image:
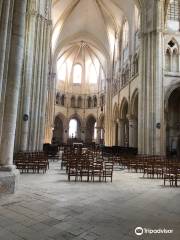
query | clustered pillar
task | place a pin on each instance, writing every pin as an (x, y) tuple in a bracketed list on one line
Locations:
[(14, 74)]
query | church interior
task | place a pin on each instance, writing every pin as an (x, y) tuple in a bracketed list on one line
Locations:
[(89, 119)]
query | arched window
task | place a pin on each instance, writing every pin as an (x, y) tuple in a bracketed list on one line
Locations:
[(63, 100), (61, 70), (137, 19), (89, 102), (173, 14), (125, 34), (125, 40), (137, 26), (175, 60), (79, 102), (93, 75), (77, 74), (94, 101), (73, 102), (95, 131), (168, 60), (73, 128)]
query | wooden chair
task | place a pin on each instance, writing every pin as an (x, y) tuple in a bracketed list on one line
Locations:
[(108, 171)]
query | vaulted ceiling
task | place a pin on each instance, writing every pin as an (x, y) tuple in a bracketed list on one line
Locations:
[(97, 22)]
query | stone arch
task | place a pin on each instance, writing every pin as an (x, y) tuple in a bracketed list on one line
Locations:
[(89, 102), (134, 103), (172, 108), (90, 124), (124, 123), (58, 131), (94, 101), (79, 102), (168, 93), (115, 112), (123, 106), (79, 120), (133, 120), (73, 101)]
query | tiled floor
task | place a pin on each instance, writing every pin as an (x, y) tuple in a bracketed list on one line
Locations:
[(47, 206)]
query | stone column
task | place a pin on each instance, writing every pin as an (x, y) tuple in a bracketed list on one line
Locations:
[(121, 131), (151, 99), (3, 36), (133, 139), (28, 75), (98, 140), (5, 44), (45, 80), (12, 96)]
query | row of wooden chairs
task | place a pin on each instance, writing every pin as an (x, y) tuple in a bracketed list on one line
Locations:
[(90, 169), (31, 162), (153, 166)]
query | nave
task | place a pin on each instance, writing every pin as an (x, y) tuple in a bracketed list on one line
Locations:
[(48, 207)]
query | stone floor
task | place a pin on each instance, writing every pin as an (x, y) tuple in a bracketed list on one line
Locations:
[(47, 206)]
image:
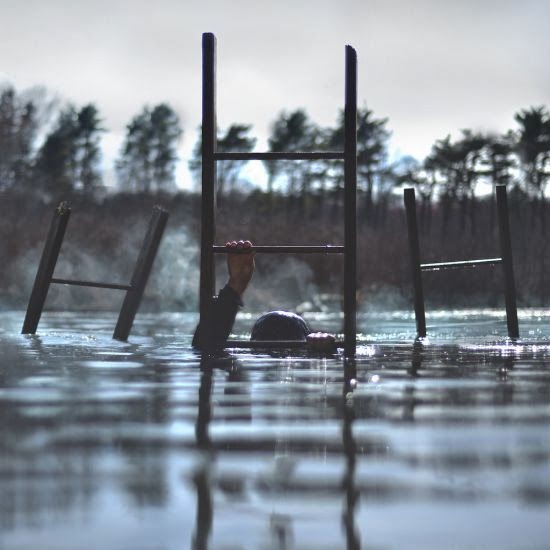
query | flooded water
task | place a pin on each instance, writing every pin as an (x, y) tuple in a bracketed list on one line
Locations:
[(148, 445)]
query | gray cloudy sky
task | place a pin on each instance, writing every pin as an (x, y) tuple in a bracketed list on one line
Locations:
[(432, 67)]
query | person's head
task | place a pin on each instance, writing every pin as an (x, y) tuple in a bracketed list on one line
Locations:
[(280, 325)]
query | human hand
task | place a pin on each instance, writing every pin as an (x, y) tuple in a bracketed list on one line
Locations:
[(321, 342), (240, 265)]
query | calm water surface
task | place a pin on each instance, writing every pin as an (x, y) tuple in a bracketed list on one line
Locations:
[(148, 445)]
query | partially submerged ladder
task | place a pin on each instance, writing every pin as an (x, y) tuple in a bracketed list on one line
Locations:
[(210, 156), (505, 260), (134, 290)]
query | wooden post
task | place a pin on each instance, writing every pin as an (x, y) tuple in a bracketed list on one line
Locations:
[(141, 273), (507, 263), (46, 268), (350, 204), (414, 250), (208, 206)]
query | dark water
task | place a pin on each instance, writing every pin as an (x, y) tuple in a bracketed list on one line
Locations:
[(146, 445)]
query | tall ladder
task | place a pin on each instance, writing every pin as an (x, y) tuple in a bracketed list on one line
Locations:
[(210, 156)]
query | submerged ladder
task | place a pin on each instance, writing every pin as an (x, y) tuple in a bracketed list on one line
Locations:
[(134, 290), (505, 260), (210, 156)]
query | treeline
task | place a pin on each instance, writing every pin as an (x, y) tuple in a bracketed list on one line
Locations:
[(52, 153), (49, 153)]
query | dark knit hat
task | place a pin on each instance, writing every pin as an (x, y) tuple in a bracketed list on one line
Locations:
[(280, 325)]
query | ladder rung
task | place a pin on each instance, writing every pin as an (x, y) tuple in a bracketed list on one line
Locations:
[(271, 344), (283, 155), (323, 249), (88, 283), (456, 265)]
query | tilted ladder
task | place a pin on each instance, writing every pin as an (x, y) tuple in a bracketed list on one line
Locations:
[(134, 290), (505, 260), (210, 156)]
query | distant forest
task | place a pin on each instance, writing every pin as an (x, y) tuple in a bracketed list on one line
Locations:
[(50, 153)]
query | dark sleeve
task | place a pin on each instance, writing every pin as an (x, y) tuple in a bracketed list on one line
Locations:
[(216, 330)]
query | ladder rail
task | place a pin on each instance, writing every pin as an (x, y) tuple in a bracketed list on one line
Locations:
[(210, 156)]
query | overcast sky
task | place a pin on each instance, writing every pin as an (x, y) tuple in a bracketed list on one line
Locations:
[(432, 67)]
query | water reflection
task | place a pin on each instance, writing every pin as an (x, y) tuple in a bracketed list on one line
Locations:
[(148, 444)]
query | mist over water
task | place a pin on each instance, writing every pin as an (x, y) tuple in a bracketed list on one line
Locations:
[(148, 444)]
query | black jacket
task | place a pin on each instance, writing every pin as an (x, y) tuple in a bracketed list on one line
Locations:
[(215, 331)]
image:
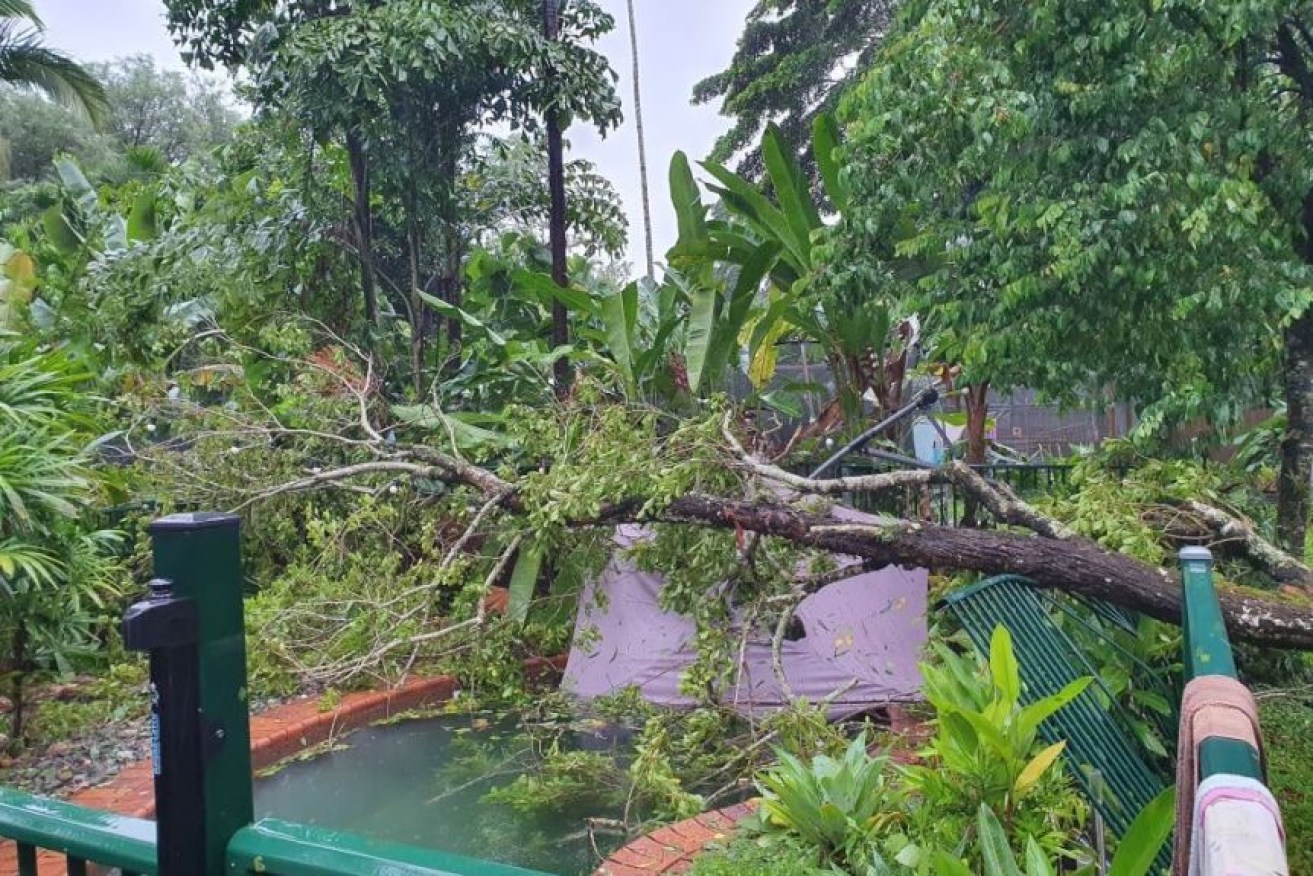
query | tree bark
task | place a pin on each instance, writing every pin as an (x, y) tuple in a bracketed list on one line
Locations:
[(1292, 490), (977, 419), (557, 221), (642, 143)]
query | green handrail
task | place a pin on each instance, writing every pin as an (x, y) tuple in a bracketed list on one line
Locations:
[(200, 553), (1208, 653), (288, 849)]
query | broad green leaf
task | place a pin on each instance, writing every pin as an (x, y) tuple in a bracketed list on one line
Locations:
[(617, 317), (142, 219), (767, 355), (545, 290), (462, 317), (688, 208), (454, 427), (1150, 829), (1002, 665), (1037, 766), (791, 185), (524, 578), (1032, 716), (1036, 863), (701, 332), (947, 864), (59, 230), (825, 145), (742, 198)]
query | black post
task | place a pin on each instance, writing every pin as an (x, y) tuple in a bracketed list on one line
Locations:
[(167, 627)]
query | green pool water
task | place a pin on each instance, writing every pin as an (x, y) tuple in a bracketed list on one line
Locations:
[(423, 783)]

AIM: Reproduce the entries verbatim, starting at the line containing "query | green handrail" and continuing through the final line of the entries, with both ends included.

IN RESPONSE:
query | green handrail
task | place a pin on each instance, writing every pin as an (x, y) tuple in a bracketed list on one line
Locations:
[(200, 553), (1208, 653), (288, 849)]
query | broad green leaf
task | place a pin on each instance, writing every pin as an (x, y) tuple in a bracketed list on one line
Locations:
[(617, 317), (142, 219), (767, 355), (545, 290), (462, 317), (688, 208), (454, 427), (1150, 829), (1002, 665), (1037, 766), (791, 185), (524, 578), (1032, 716), (1036, 863), (701, 332), (947, 864), (59, 230), (825, 145), (742, 198)]
query | black post
task | place a pin on each instance, writing every pin as an (x, y) tuple in a bracketed list on one line
Locations:
[(167, 627)]
query | green pool water
task | place a pin on each instance, writing every pin as an (x, y) tuple in a bracketed list on one line
Locations:
[(423, 783)]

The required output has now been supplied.